Segment Start: Record set
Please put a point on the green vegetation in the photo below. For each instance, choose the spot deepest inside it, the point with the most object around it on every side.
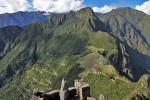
(74, 45)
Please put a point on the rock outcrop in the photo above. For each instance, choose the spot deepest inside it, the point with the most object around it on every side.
(80, 91)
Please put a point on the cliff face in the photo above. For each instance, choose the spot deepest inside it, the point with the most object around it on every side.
(109, 52)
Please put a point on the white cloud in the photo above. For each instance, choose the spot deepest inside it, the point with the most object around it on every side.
(145, 7)
(57, 6)
(105, 9)
(10, 6)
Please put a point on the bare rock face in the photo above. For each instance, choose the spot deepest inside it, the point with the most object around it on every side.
(101, 97)
(64, 91)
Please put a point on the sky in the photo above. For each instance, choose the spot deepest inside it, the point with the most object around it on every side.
(61, 6)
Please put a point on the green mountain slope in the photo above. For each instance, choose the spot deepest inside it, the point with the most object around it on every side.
(73, 45)
(126, 24)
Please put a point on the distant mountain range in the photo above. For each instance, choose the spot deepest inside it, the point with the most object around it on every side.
(22, 18)
(109, 51)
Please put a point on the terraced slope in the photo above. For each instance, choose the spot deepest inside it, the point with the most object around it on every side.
(72, 45)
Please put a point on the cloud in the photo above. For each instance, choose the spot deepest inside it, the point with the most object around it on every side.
(57, 6)
(11, 6)
(104, 9)
(145, 7)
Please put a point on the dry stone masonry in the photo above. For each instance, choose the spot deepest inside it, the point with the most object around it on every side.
(80, 91)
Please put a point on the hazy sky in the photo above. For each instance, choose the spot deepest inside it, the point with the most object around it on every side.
(59, 6)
Segment End: Record set
**Prompt**
Exact duplicates of all the entries are required, and no image may appear in them.

**Solved problem**
Please put a point on the green vegetation in the photo below. For each instance, choose the spot deepest inside it, the point with the most object around it on every side.
(74, 45)
Please put a point on the rock outcrop in the photo above. For each instance, choose the spot deepest inside it, the point with the most object around it on every side.
(80, 91)
Please put a point on the cliff face in the photo above. For each instance, choose the spot deepest inside it, the point with the most object around it on every side.
(109, 52)
Please put a point on the white cloud in the photo above. For each instance, choose the spot deepest inside it, the point with the most object around it on every side.
(145, 7)
(57, 6)
(105, 9)
(10, 6)
Please put a point on the bare rock face in the photo above. For each instance, choose the spot deepest inside it, the point with the most object around it on every side.
(101, 97)
(64, 91)
Please put a point on the sky in the photo above. For each instance, choose the spot deepest inside it, the point with the most object around it on every side.
(61, 6)
Please put a point on the green mountain slope in the photo above. For each instance, choose the spot deepest inside it, the point with the most object around it on every side.
(73, 45)
(126, 24)
Please put a point on the distant mountain range in the photo above. For each instance, choose the spot deepest inside it, the point with the most object around it on every side.
(22, 18)
(109, 51)
Please put a point on the terraced slope in the photo above. For each instance, choose the spot deepest inside it, the point with the most object around it on every side.
(72, 45)
Please put a point on the cloud in the photo above. For each instance, choose the spot deepest inside it, the point with the most object around it on every side.
(57, 6)
(11, 6)
(104, 9)
(145, 7)
Please put a point on the dry stone masonry in the photo above. For each instance, choose the spot deepest inside it, the point with the most object around it on every side.
(80, 91)
Please put a point on the hazy sky in the photo above. For each instance, choose the spot deepest inside it, the point with the most object around it on every side.
(59, 6)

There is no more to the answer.